Region pointing data
====
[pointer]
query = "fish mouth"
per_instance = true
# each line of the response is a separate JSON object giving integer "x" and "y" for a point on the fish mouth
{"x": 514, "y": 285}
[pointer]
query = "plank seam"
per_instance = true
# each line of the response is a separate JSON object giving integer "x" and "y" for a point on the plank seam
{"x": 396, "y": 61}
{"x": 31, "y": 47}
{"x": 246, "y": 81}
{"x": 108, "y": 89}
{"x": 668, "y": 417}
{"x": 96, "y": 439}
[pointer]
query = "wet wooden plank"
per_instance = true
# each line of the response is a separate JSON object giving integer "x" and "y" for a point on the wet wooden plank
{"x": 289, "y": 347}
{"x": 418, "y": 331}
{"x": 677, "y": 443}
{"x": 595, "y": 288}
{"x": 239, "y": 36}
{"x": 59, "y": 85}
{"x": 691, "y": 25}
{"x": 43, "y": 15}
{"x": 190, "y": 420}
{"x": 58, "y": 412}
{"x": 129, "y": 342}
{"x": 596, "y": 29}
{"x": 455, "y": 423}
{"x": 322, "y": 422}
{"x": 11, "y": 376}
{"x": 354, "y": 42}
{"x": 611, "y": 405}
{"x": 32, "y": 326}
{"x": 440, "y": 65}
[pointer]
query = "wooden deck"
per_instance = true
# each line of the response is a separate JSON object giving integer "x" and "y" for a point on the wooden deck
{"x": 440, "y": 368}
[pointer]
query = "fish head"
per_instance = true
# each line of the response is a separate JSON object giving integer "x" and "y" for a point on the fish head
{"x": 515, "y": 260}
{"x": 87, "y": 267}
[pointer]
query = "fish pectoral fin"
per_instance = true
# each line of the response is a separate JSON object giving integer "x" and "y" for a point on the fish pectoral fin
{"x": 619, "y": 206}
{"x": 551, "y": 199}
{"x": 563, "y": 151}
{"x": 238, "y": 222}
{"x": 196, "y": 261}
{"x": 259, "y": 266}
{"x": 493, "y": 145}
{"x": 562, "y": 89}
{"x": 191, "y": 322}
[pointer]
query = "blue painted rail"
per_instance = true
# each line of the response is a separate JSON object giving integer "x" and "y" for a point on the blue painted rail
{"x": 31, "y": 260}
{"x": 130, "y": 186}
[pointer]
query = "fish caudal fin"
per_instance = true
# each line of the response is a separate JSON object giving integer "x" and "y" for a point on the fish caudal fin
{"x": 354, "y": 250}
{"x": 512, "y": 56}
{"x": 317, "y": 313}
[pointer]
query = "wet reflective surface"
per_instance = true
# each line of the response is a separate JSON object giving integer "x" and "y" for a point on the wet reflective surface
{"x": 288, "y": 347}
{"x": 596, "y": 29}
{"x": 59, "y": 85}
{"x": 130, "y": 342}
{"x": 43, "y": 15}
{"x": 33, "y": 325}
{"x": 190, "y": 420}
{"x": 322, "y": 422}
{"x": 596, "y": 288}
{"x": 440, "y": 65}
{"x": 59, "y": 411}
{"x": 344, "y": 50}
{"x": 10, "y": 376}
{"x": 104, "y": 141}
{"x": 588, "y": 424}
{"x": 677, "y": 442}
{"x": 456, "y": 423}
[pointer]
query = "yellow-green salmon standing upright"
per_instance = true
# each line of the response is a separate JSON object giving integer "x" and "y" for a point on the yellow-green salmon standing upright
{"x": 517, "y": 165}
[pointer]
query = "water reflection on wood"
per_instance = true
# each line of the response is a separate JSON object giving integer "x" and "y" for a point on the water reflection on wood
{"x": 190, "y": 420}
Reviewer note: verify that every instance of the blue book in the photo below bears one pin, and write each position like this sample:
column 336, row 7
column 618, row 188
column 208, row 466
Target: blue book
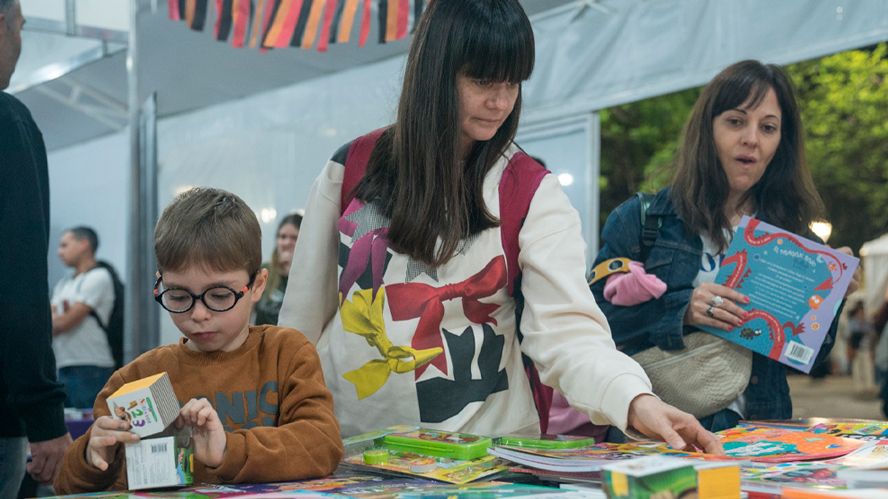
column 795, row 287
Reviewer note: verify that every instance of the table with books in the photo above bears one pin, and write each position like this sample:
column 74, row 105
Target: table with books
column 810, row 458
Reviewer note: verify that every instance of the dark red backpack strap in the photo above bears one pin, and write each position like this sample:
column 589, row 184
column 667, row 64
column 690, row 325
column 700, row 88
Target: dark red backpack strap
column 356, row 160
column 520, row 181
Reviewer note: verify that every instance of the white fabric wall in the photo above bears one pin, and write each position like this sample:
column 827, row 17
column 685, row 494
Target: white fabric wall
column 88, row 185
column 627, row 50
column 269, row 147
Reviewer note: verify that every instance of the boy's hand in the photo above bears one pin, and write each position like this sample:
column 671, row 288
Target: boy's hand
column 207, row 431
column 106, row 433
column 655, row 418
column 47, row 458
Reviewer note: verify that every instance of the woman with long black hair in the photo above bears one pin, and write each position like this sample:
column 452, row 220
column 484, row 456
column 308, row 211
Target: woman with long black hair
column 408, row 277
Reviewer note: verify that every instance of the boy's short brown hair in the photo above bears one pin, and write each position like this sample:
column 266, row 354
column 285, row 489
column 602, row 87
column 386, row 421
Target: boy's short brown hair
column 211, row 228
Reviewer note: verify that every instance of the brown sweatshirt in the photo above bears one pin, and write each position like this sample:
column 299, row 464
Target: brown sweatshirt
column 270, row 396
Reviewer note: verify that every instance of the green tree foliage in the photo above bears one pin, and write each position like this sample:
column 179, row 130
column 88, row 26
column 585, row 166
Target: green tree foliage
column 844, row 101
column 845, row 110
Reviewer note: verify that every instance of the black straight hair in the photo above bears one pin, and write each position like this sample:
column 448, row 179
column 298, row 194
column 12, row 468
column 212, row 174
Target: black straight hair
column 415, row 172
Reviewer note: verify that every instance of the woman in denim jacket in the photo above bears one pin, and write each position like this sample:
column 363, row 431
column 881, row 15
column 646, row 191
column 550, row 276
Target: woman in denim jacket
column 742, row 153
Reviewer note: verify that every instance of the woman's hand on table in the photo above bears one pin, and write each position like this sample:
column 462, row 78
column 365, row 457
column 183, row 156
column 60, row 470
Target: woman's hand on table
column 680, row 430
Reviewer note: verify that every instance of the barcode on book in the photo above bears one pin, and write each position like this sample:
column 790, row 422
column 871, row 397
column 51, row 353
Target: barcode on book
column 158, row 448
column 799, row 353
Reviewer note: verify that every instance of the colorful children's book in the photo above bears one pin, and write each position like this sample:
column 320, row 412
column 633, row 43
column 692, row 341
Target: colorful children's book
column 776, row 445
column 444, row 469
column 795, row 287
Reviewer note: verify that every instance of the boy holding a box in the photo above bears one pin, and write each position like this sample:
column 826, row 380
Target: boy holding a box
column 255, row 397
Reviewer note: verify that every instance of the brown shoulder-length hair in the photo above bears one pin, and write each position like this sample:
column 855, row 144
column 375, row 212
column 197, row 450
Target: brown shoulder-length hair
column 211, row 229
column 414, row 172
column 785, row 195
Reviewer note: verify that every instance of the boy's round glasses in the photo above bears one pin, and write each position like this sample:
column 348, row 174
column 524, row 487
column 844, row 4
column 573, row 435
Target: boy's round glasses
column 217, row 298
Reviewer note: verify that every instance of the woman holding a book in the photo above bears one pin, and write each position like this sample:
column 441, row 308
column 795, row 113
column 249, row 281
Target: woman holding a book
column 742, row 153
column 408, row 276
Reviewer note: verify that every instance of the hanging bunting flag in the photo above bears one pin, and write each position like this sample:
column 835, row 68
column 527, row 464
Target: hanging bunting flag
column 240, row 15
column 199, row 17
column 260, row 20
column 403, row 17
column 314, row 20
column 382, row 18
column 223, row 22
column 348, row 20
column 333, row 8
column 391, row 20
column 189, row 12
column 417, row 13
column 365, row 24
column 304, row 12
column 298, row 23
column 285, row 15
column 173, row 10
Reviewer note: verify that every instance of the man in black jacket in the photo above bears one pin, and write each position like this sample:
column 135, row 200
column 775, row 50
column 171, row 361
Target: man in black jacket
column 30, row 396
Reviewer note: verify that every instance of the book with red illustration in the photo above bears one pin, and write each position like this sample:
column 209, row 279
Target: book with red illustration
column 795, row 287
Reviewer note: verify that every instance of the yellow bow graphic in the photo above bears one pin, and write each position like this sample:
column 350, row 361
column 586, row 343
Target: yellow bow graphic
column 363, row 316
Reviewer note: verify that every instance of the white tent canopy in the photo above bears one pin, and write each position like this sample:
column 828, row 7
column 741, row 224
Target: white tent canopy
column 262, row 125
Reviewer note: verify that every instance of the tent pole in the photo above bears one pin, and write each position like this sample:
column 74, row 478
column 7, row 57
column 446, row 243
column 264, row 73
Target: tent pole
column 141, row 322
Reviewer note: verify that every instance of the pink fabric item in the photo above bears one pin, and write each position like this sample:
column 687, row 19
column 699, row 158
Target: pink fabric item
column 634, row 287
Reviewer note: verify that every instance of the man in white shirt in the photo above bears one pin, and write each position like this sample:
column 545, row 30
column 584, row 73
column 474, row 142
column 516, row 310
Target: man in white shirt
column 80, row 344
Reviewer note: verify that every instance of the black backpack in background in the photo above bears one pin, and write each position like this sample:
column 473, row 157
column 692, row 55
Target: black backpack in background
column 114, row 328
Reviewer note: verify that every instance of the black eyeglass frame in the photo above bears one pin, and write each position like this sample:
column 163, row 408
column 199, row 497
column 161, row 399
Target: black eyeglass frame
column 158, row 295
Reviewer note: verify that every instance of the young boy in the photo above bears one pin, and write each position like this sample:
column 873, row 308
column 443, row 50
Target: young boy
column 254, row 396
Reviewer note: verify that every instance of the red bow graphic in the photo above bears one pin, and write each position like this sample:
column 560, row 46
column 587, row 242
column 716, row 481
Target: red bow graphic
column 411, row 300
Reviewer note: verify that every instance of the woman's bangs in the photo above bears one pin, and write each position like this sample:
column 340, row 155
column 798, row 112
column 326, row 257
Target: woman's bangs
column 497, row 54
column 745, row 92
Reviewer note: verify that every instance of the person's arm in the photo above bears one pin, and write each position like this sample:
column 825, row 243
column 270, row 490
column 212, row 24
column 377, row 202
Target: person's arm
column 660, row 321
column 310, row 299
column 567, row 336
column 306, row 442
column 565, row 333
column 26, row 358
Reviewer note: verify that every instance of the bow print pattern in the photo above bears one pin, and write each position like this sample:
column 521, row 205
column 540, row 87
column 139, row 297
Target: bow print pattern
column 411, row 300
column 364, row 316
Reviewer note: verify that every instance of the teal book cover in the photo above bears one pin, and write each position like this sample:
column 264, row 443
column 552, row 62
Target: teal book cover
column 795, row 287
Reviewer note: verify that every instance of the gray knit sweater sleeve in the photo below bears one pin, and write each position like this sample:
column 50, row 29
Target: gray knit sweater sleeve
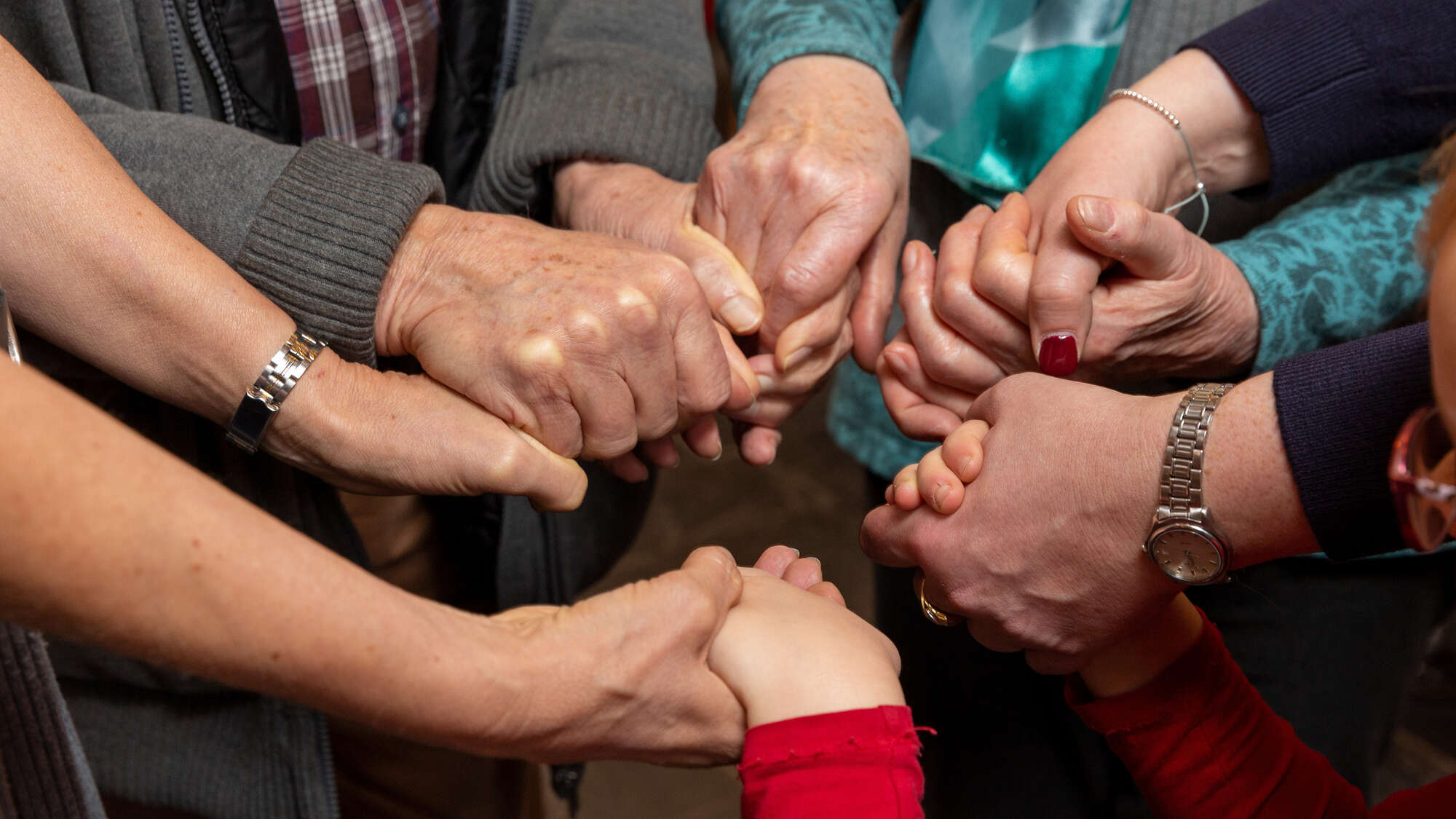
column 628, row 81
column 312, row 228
====
_About this task_
What lines above contain "query"? Copy them out.

_Task response_
query = "fish mouth"
query = "plank seam"
query = "wet wooden plank"
query = "wooden deck"
query = "fish head"
query = "fish pectoral fin"
query = "blue painted rail"
query = "fish caudal fin"
query = "wet reflective surface"
query = "yellow-green salmon standing upright"
query = "water reflection on wood"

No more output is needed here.